### WORK TO COMPLETE
Could you reproduce the data below, starting at its first line and ending at the line containing "top-left (289, 105), bottom-right (296, 146)" (both included), with "black metal post" replaced by "iron fence post" and everything else unchanged? Leave the pictures out of your answer.

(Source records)
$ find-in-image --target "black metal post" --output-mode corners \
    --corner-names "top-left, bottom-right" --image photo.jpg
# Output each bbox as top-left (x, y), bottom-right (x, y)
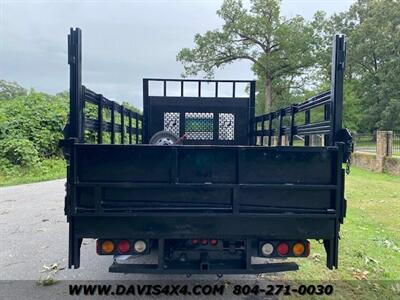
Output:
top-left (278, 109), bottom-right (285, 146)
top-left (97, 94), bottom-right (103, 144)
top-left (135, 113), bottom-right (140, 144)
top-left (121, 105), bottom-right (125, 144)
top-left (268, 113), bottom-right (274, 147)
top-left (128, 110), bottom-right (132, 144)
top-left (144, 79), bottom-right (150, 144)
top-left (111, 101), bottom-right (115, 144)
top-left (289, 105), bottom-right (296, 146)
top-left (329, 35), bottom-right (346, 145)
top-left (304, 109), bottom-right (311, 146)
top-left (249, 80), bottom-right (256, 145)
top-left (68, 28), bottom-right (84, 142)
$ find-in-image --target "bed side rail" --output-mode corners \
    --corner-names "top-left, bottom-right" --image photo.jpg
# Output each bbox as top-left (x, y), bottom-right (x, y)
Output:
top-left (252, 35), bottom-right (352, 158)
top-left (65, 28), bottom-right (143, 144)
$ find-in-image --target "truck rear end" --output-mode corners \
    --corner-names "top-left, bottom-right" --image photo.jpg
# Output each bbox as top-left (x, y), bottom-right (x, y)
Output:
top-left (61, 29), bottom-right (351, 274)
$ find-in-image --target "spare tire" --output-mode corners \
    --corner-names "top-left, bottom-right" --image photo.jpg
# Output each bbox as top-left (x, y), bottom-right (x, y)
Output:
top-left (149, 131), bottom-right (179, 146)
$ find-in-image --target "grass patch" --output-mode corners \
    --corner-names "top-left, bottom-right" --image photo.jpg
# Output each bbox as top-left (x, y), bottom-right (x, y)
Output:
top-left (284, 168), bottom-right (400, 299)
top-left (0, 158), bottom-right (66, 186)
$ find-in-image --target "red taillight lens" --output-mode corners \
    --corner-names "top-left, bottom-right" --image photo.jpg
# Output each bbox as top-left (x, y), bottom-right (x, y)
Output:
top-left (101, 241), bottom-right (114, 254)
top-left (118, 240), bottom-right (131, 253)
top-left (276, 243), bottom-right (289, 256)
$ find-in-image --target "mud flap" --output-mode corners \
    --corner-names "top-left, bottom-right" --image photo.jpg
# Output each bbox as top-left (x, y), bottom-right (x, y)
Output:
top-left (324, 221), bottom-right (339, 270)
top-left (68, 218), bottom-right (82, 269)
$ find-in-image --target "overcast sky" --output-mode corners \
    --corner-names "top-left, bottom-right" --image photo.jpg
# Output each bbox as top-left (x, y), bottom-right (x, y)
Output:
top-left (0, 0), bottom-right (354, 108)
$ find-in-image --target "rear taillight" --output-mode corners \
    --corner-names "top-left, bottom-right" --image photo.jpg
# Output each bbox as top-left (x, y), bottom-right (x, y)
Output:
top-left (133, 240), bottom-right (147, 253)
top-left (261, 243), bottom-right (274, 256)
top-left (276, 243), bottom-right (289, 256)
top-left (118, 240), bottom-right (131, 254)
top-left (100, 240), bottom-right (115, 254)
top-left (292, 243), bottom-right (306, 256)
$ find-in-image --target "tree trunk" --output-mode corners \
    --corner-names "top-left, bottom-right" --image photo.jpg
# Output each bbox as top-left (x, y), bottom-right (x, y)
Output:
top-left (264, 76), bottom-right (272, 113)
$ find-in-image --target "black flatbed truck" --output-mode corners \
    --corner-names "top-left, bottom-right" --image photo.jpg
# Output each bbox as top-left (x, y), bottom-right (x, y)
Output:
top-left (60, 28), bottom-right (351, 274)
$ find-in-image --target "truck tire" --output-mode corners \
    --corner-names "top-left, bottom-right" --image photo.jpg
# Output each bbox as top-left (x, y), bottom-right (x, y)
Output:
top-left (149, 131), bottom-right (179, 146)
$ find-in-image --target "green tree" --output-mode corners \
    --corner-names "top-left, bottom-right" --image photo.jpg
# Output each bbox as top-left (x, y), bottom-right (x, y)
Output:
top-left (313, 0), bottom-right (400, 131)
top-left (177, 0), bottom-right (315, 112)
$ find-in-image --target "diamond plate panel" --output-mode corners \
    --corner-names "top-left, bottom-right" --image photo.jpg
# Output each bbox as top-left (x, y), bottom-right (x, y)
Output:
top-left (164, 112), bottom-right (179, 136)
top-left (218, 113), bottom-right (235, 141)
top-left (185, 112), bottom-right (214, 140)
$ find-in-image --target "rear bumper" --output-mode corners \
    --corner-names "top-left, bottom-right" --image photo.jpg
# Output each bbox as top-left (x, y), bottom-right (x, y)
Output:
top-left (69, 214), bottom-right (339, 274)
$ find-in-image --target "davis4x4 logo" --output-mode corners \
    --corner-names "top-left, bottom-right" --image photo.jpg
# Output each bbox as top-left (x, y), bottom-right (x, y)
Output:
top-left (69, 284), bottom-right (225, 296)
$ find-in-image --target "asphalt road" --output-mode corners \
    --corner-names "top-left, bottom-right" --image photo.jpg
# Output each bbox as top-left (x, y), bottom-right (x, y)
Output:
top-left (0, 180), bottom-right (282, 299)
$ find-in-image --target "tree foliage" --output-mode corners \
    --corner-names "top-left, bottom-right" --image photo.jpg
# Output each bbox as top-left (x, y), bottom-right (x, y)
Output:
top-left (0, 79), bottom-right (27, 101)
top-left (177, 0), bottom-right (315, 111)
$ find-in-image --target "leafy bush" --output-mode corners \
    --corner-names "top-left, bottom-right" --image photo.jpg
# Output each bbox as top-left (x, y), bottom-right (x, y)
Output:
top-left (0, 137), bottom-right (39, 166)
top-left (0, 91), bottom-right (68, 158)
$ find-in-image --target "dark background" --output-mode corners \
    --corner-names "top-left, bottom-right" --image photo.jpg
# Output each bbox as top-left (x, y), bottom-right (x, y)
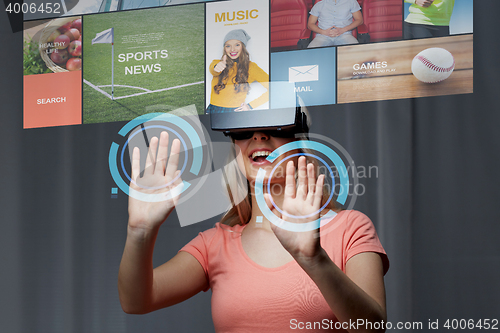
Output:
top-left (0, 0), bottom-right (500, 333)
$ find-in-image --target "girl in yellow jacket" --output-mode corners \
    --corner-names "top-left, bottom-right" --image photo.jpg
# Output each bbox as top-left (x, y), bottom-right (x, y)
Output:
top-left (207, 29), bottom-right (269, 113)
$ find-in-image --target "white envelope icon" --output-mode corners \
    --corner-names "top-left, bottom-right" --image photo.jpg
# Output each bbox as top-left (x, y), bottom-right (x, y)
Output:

### OUTPUT OF THE TASK
$ find-in-image --target "iron fence post" --output-mode corners \
    --corner-names "top-left, bottom-right" --image photo.jpg
# Output each bbox as top-left (x, y), bottom-right (x, y)
Output:
top-left (278, 109), bottom-right (285, 146)
top-left (97, 94), bottom-right (103, 144)
top-left (135, 113), bottom-right (140, 144)
top-left (121, 105), bottom-right (125, 144)
top-left (268, 113), bottom-right (274, 147)
top-left (128, 110), bottom-right (132, 144)
top-left (144, 79), bottom-right (150, 144)
top-left (111, 101), bottom-right (115, 144)
top-left (289, 105), bottom-right (296, 146)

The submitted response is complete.